* [WORK TO DO]: Please gather every line of the entries below that contains the word "street", treating uppercase and lowercase as different.

* [RECORDS TO USE]:
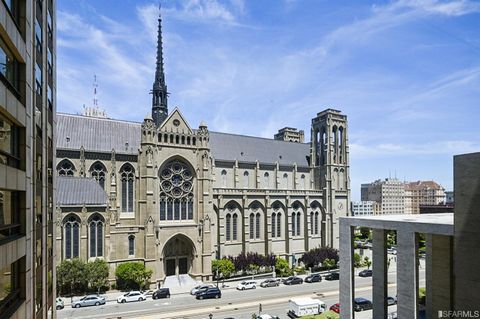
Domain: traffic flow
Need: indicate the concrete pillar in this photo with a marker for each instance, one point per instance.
(380, 293)
(347, 282)
(407, 274)
(438, 274)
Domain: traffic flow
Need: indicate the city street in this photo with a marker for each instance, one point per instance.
(237, 304)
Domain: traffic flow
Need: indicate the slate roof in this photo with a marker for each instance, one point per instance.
(97, 134)
(80, 191)
(101, 135)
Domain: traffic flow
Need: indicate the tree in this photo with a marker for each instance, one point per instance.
(132, 275)
(223, 268)
(314, 257)
(282, 268)
(71, 276)
(367, 262)
(97, 274)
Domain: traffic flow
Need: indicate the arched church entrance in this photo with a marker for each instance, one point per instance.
(178, 255)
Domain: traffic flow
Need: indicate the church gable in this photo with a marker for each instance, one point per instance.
(176, 123)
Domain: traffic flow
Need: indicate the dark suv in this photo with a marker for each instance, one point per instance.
(212, 292)
(361, 304)
(313, 278)
(161, 293)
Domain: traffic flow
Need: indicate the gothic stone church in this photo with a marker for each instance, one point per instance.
(174, 197)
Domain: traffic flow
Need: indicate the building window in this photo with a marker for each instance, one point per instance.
(9, 142)
(96, 236)
(274, 220)
(72, 237)
(127, 176)
(245, 180)
(131, 245)
(228, 226)
(224, 178)
(176, 192)
(252, 226)
(65, 168)
(234, 228)
(285, 180)
(98, 171)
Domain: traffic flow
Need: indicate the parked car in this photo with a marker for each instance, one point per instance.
(270, 283)
(361, 304)
(366, 273)
(199, 288)
(313, 278)
(212, 292)
(247, 285)
(335, 307)
(293, 280)
(131, 296)
(59, 303)
(333, 276)
(391, 300)
(89, 300)
(161, 293)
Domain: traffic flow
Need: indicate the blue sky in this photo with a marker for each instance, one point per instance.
(406, 73)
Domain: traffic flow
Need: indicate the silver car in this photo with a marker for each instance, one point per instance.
(90, 300)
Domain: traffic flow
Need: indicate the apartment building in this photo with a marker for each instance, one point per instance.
(389, 193)
(422, 193)
(27, 124)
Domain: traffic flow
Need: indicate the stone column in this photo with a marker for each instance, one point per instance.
(380, 277)
(407, 275)
(438, 274)
(347, 282)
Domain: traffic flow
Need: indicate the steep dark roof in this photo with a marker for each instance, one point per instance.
(101, 135)
(97, 134)
(80, 191)
(250, 149)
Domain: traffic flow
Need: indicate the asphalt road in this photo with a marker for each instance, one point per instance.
(237, 304)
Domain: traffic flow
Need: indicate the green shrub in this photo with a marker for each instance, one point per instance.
(132, 275)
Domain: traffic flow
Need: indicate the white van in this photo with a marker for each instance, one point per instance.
(300, 307)
(247, 285)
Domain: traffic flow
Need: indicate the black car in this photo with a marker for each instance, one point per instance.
(313, 278)
(361, 304)
(212, 292)
(294, 280)
(161, 293)
(333, 276)
(366, 273)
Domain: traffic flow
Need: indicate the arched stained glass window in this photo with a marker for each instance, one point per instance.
(72, 237)
(96, 236)
(65, 168)
(176, 191)
(98, 171)
(127, 176)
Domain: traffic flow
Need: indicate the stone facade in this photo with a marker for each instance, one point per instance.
(179, 197)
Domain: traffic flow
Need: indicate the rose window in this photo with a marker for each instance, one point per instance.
(176, 192)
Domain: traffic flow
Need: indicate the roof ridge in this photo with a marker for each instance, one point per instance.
(97, 118)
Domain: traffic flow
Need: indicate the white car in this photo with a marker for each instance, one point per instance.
(131, 296)
(198, 288)
(247, 285)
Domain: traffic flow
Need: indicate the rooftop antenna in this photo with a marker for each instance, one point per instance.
(95, 86)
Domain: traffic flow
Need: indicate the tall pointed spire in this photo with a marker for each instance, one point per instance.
(159, 91)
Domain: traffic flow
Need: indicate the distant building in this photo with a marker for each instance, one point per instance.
(449, 199)
(290, 134)
(422, 193)
(366, 208)
(389, 193)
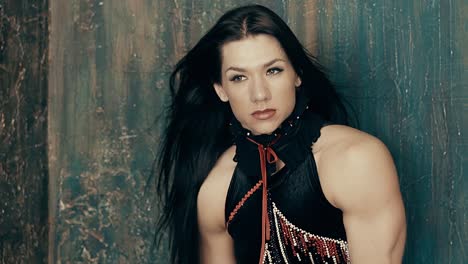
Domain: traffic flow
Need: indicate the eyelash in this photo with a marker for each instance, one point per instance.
(274, 70)
(271, 71)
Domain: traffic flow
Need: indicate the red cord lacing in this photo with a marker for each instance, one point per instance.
(266, 154)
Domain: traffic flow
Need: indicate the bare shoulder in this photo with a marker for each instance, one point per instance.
(354, 167)
(213, 191)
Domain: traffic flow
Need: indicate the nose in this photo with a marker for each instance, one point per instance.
(259, 90)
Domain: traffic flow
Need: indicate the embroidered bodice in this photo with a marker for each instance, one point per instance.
(282, 216)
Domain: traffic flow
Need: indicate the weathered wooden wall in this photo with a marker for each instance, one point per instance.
(23, 131)
(401, 63)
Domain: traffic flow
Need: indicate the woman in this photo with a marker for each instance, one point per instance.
(254, 166)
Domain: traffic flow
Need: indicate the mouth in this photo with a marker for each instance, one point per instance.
(264, 114)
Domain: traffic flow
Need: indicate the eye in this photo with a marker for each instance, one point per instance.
(237, 78)
(273, 71)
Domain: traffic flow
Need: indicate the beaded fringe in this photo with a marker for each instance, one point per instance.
(290, 244)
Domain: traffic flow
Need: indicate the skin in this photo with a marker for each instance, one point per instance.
(365, 185)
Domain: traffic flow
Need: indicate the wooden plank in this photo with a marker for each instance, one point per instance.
(400, 63)
(403, 66)
(23, 131)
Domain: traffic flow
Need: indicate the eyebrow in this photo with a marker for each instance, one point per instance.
(264, 65)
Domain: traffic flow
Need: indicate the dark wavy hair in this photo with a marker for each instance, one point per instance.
(197, 126)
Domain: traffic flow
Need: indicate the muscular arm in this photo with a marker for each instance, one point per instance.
(365, 187)
(216, 244)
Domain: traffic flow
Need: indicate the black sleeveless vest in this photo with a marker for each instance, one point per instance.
(288, 219)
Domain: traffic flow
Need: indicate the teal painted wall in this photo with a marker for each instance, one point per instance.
(402, 64)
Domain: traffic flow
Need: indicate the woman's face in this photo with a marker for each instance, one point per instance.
(258, 81)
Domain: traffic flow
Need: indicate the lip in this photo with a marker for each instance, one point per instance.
(264, 114)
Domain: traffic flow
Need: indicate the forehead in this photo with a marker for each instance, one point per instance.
(252, 51)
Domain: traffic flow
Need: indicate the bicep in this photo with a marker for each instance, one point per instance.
(376, 236)
(373, 211)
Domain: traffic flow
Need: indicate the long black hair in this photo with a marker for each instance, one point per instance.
(197, 130)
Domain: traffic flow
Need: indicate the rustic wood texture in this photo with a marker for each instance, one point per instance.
(400, 63)
(23, 131)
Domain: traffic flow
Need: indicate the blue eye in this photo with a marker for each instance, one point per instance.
(237, 78)
(274, 71)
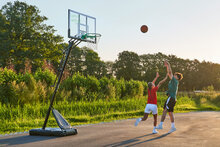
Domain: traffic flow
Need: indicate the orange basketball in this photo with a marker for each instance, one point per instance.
(144, 28)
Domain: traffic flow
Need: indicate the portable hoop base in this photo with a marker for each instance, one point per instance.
(53, 132)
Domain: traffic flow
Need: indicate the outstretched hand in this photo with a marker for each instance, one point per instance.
(166, 63)
(157, 75)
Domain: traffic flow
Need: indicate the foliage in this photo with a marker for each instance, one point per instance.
(25, 36)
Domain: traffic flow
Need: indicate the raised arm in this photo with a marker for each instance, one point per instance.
(162, 81)
(169, 70)
(157, 75)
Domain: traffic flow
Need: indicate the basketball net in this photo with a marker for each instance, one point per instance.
(95, 37)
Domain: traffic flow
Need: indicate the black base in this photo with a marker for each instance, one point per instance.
(53, 132)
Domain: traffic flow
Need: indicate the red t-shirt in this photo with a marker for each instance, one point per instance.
(152, 95)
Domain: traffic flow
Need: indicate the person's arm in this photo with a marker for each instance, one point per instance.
(169, 70)
(157, 75)
(162, 81)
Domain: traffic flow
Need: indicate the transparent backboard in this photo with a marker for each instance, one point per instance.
(80, 25)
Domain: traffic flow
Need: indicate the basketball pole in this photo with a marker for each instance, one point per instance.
(72, 44)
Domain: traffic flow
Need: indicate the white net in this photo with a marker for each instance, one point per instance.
(95, 37)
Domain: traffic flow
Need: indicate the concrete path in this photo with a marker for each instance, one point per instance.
(195, 129)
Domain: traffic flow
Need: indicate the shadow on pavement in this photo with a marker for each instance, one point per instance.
(19, 140)
(135, 141)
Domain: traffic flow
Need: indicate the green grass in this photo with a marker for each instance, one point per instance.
(24, 118)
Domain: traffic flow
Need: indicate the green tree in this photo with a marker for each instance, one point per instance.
(26, 36)
(92, 64)
(127, 66)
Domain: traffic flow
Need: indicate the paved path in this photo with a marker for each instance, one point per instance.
(198, 129)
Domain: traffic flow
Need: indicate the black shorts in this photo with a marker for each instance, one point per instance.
(169, 104)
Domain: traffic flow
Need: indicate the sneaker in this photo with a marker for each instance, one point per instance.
(137, 121)
(172, 130)
(159, 127)
(154, 131)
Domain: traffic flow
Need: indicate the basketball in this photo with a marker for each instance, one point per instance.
(144, 28)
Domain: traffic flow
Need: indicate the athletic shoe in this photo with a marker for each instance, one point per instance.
(154, 131)
(137, 121)
(159, 127)
(172, 130)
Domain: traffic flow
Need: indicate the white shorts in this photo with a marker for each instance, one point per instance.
(151, 107)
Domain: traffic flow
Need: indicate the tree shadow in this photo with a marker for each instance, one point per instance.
(135, 141)
(19, 140)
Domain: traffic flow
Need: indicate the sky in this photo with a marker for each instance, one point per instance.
(189, 29)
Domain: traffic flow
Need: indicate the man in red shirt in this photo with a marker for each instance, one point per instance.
(152, 102)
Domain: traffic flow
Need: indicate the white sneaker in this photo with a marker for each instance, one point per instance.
(137, 121)
(172, 130)
(155, 131)
(159, 127)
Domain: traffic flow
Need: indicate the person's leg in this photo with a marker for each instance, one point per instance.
(171, 106)
(163, 117)
(155, 120)
(155, 123)
(171, 117)
(145, 117)
(141, 119)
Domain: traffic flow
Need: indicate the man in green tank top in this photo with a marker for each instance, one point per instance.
(171, 93)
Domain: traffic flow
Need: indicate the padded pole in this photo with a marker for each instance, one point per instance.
(72, 44)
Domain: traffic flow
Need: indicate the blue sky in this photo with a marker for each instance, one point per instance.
(189, 29)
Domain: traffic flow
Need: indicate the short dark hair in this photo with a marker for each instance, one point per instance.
(179, 75)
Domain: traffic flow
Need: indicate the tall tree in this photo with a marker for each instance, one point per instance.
(26, 36)
(127, 66)
(92, 64)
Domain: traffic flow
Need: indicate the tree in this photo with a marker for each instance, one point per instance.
(127, 66)
(26, 36)
(92, 64)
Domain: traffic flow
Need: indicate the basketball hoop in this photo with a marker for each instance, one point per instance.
(94, 37)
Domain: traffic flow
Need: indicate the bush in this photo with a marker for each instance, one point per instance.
(46, 76)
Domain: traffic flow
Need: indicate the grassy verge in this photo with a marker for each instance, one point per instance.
(23, 118)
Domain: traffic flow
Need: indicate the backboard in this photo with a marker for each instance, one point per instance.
(80, 25)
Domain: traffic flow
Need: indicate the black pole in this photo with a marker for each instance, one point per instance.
(71, 43)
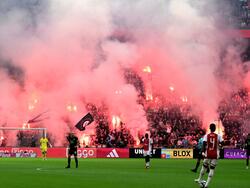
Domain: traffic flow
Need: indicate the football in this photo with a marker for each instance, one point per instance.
(202, 183)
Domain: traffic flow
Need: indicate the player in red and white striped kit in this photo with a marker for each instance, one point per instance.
(211, 146)
(147, 149)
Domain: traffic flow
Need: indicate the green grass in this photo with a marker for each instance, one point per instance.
(116, 173)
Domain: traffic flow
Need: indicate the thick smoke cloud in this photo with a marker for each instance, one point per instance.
(75, 52)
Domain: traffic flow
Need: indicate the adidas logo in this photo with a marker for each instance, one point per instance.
(113, 154)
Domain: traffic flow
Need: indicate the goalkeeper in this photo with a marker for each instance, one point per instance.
(73, 143)
(44, 142)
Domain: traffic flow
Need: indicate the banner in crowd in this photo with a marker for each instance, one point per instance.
(177, 153)
(234, 154)
(138, 153)
(112, 153)
(19, 152)
(51, 153)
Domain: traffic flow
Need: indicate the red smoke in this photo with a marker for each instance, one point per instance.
(70, 59)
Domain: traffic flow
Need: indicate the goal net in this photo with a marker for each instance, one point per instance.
(21, 136)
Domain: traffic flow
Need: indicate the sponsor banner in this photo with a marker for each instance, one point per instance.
(7, 155)
(177, 153)
(138, 153)
(112, 153)
(234, 154)
(25, 155)
(51, 153)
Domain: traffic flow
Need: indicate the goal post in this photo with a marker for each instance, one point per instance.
(8, 139)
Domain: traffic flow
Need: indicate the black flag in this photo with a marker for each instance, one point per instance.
(86, 120)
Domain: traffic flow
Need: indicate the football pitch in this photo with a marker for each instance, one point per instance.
(116, 173)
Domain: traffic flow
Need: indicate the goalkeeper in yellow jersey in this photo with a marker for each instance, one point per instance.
(44, 142)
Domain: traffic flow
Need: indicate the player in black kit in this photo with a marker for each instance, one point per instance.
(73, 143)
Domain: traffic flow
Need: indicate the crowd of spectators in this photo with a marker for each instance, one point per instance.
(235, 115)
(174, 126)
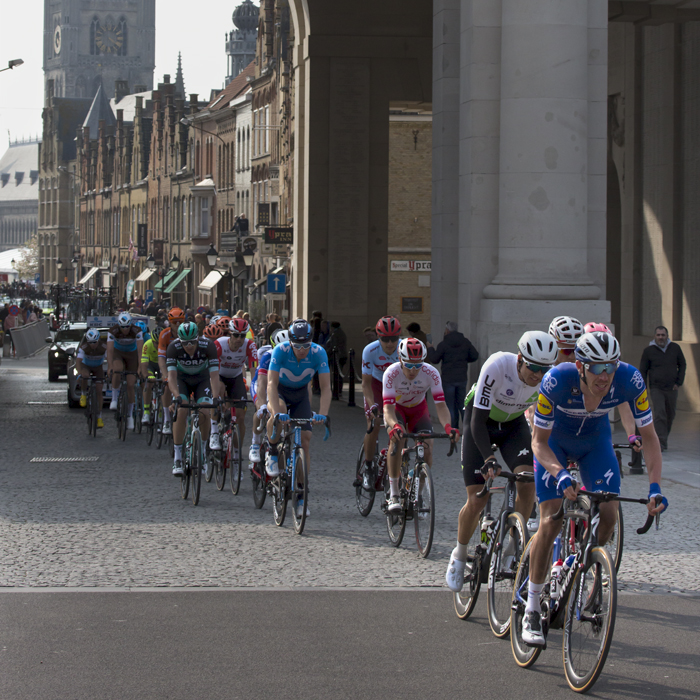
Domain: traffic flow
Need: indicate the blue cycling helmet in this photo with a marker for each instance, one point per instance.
(300, 331)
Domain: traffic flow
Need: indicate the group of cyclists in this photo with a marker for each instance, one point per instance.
(543, 408)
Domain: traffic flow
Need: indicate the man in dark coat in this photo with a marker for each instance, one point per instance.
(455, 352)
(663, 369)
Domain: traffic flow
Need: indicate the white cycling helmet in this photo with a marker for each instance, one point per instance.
(566, 329)
(538, 347)
(597, 347)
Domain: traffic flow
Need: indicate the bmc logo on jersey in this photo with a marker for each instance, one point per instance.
(642, 401)
(543, 405)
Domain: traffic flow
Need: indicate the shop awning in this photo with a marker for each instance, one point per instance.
(176, 280)
(165, 280)
(90, 273)
(210, 281)
(145, 275)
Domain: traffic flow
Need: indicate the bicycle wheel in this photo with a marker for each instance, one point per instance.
(424, 510)
(590, 621)
(300, 491)
(502, 571)
(196, 466)
(524, 655)
(235, 459)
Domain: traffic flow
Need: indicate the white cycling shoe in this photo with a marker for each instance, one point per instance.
(455, 573)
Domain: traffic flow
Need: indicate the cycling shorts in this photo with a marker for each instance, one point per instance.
(598, 466)
(297, 402)
(235, 388)
(197, 384)
(513, 440)
(415, 419)
(130, 359)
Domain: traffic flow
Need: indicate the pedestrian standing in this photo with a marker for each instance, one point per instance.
(455, 351)
(663, 369)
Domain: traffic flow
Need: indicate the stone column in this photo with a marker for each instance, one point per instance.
(552, 166)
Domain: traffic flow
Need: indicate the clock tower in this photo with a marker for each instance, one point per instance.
(93, 42)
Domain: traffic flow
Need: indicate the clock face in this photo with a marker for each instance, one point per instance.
(109, 39)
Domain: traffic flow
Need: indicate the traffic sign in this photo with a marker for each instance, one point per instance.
(276, 284)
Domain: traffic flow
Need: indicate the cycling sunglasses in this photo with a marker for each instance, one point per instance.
(600, 367)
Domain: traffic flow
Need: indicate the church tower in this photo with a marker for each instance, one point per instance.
(88, 44)
(240, 43)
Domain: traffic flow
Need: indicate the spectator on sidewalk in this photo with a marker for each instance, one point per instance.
(455, 351)
(663, 369)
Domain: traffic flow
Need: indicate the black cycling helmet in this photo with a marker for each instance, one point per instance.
(300, 331)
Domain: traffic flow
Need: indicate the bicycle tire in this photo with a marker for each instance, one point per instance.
(196, 466)
(590, 621)
(235, 463)
(523, 654)
(502, 570)
(300, 493)
(465, 600)
(424, 510)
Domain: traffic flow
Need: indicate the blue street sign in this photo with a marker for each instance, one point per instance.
(276, 284)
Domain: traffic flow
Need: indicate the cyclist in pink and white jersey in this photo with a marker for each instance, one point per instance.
(404, 389)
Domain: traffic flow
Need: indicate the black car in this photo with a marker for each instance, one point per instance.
(65, 338)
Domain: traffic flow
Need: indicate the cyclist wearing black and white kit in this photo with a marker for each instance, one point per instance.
(494, 415)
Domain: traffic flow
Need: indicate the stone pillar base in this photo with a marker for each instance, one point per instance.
(503, 321)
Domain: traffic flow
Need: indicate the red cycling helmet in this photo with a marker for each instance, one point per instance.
(213, 332)
(412, 350)
(388, 326)
(594, 326)
(238, 325)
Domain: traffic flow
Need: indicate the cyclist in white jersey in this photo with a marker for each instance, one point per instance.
(494, 414)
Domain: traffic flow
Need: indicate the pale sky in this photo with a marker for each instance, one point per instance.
(180, 26)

* [THE SOLUTION]:
Need: indicate the city street in this photo with a marker for each instance, one point per instance.
Need: indicate the blue street sign in this photo with a marker for each instance, one point per instance.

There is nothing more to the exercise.